%%

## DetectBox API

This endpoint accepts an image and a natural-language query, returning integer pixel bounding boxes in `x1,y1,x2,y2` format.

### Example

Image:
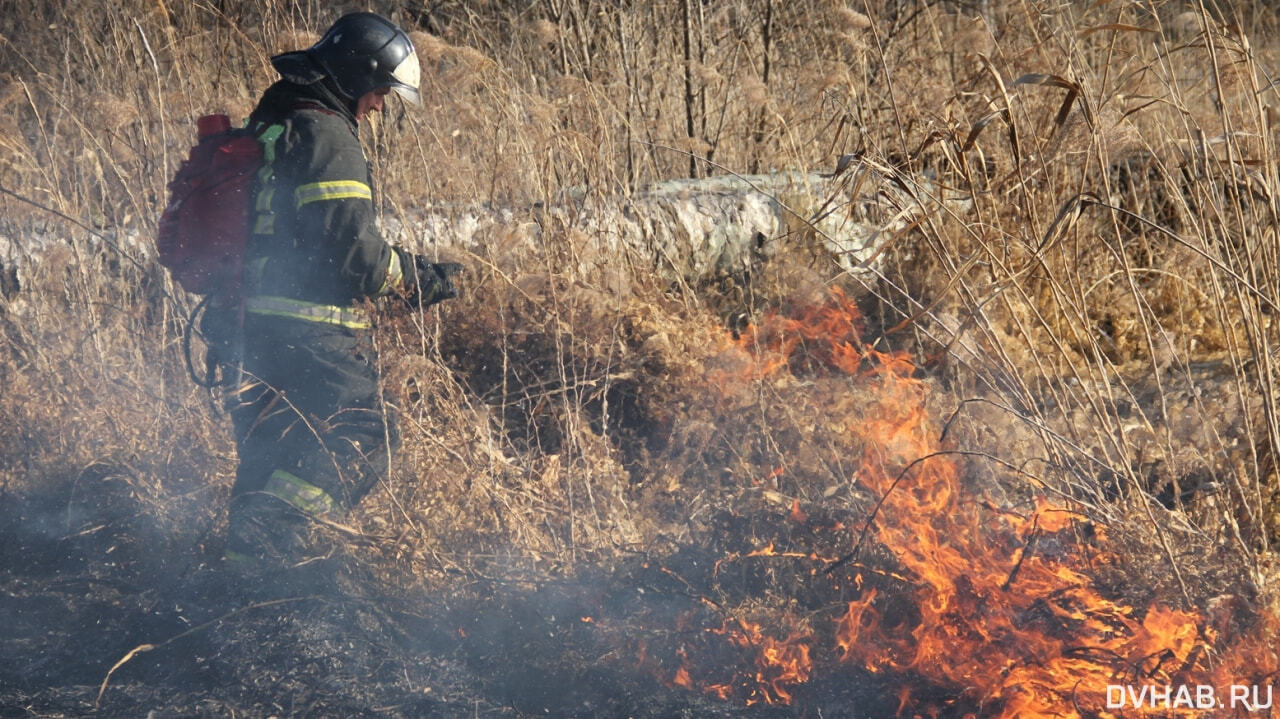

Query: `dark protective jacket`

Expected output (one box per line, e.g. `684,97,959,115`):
241,78,409,327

%%

### What you are asked to do:
The reply must contain every entry above, exactly as written, and none of the pictures.

### Your response:
## DetectBox API

This endpoint accepts an image and a natural-language query, returning integer pixel bounding boxes in `x1,y1,x2,y2` format.

### Example

Image:

Query: `dark protective jacket`

Expected output (one box per line, e.g. `684,97,959,115`):
241,78,409,327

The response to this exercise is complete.